Task to complete
Within the records below, find each line with the word "door" and copy it out.

[Saved entries]
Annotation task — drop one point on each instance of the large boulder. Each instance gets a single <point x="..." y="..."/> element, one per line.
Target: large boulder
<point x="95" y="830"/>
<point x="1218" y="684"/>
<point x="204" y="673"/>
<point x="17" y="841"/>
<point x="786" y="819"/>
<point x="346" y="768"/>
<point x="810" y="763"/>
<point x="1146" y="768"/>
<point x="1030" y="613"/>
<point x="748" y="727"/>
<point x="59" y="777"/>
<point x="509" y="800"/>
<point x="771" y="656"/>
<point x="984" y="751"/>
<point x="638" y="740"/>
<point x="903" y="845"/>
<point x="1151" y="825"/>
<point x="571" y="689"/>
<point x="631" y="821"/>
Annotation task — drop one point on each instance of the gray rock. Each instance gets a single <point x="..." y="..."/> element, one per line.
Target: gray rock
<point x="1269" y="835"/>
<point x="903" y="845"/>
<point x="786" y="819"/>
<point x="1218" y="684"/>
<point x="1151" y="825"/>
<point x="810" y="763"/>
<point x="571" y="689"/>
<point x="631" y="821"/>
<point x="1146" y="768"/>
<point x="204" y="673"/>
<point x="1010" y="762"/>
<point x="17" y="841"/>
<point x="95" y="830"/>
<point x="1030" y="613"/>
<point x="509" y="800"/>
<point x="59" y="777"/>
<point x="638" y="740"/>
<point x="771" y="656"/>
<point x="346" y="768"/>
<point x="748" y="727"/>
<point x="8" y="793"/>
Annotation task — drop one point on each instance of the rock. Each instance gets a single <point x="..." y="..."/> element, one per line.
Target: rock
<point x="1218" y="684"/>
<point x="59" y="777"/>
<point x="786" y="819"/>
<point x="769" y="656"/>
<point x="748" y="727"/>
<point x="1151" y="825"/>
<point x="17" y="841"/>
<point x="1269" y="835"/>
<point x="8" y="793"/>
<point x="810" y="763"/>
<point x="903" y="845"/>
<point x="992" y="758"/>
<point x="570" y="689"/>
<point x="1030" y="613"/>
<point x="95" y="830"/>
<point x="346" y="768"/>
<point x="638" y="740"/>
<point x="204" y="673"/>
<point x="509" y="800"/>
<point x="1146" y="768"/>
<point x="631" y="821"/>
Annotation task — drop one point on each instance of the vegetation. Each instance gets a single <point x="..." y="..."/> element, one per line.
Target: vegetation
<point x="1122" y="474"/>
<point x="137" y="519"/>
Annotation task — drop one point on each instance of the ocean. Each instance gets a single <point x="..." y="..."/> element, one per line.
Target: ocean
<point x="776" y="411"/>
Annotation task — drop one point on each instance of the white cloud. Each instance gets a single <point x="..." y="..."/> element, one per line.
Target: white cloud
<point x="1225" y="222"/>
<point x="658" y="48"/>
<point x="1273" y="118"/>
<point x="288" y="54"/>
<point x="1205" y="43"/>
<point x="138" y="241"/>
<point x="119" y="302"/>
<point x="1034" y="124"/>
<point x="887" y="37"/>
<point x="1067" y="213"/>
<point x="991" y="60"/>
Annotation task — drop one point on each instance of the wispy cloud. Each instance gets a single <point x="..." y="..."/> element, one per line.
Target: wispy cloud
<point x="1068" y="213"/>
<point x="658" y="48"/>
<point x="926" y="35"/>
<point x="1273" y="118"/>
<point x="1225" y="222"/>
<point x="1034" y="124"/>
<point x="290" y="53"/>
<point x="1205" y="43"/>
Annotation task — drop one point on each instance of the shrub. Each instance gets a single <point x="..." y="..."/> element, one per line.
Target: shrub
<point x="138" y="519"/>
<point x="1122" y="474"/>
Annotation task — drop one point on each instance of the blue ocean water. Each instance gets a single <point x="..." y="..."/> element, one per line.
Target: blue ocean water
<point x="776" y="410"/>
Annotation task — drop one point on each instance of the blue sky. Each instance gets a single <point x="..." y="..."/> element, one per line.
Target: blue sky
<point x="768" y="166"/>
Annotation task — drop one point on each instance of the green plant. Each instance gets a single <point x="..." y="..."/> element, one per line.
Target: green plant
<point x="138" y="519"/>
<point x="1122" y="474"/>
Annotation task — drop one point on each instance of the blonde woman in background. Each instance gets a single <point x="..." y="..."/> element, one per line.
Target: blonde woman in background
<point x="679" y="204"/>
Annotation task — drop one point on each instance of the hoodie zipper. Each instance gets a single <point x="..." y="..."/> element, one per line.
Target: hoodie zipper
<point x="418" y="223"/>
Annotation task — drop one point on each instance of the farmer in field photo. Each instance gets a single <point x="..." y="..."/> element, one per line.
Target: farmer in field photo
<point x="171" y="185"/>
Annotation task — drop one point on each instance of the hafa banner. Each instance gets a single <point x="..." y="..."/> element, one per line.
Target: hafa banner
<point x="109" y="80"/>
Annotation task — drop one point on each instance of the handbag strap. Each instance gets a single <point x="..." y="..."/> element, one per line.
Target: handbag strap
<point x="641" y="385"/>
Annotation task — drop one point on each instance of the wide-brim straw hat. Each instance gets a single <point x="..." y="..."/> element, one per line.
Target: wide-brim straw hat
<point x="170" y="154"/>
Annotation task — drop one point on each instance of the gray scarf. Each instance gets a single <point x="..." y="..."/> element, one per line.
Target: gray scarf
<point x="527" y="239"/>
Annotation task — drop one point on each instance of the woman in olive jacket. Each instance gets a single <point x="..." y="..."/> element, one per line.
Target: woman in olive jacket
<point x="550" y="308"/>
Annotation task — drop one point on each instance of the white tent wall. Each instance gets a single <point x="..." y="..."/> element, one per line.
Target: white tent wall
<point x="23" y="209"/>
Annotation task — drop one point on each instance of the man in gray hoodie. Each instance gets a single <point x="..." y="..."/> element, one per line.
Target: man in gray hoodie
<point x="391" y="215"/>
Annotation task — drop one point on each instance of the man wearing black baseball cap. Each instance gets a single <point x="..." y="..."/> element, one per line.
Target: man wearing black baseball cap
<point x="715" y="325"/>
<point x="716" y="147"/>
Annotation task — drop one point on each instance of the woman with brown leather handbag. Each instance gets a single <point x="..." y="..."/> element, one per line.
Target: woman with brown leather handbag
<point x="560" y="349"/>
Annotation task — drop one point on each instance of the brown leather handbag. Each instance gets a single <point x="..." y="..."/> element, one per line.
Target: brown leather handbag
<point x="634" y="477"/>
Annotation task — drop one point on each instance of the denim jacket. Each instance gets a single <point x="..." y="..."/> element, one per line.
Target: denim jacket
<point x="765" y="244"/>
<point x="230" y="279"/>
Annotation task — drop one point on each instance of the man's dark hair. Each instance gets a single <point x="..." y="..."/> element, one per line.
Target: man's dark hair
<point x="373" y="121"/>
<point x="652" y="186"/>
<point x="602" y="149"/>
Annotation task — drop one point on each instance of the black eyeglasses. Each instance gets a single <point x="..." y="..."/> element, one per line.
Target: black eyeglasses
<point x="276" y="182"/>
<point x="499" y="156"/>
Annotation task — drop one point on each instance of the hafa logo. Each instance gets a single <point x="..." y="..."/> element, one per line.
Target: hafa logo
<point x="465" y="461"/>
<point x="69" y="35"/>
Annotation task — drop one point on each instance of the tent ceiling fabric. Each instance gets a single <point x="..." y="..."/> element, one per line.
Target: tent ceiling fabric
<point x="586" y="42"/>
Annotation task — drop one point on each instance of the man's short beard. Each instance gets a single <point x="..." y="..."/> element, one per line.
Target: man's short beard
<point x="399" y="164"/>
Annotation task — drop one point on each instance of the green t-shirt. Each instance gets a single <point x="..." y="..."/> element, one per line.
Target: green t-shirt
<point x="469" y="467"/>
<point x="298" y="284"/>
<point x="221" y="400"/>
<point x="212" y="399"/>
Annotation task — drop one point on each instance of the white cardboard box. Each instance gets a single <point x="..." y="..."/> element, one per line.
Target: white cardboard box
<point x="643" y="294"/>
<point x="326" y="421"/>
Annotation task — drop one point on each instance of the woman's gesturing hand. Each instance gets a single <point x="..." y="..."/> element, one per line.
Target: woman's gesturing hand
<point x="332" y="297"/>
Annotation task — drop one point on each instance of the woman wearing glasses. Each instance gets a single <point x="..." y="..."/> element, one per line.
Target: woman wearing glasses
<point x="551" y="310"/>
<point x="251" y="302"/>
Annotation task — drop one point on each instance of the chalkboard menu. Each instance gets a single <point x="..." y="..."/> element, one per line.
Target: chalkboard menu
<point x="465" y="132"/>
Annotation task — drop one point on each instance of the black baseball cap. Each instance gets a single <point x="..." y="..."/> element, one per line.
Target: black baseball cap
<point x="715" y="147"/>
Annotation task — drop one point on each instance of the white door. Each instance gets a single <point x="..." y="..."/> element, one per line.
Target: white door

Response below
Annotation task — drop one point on each instance of the white door. Each instance gets a single <point x="..." y="..."/> element, one per line.
Target: white door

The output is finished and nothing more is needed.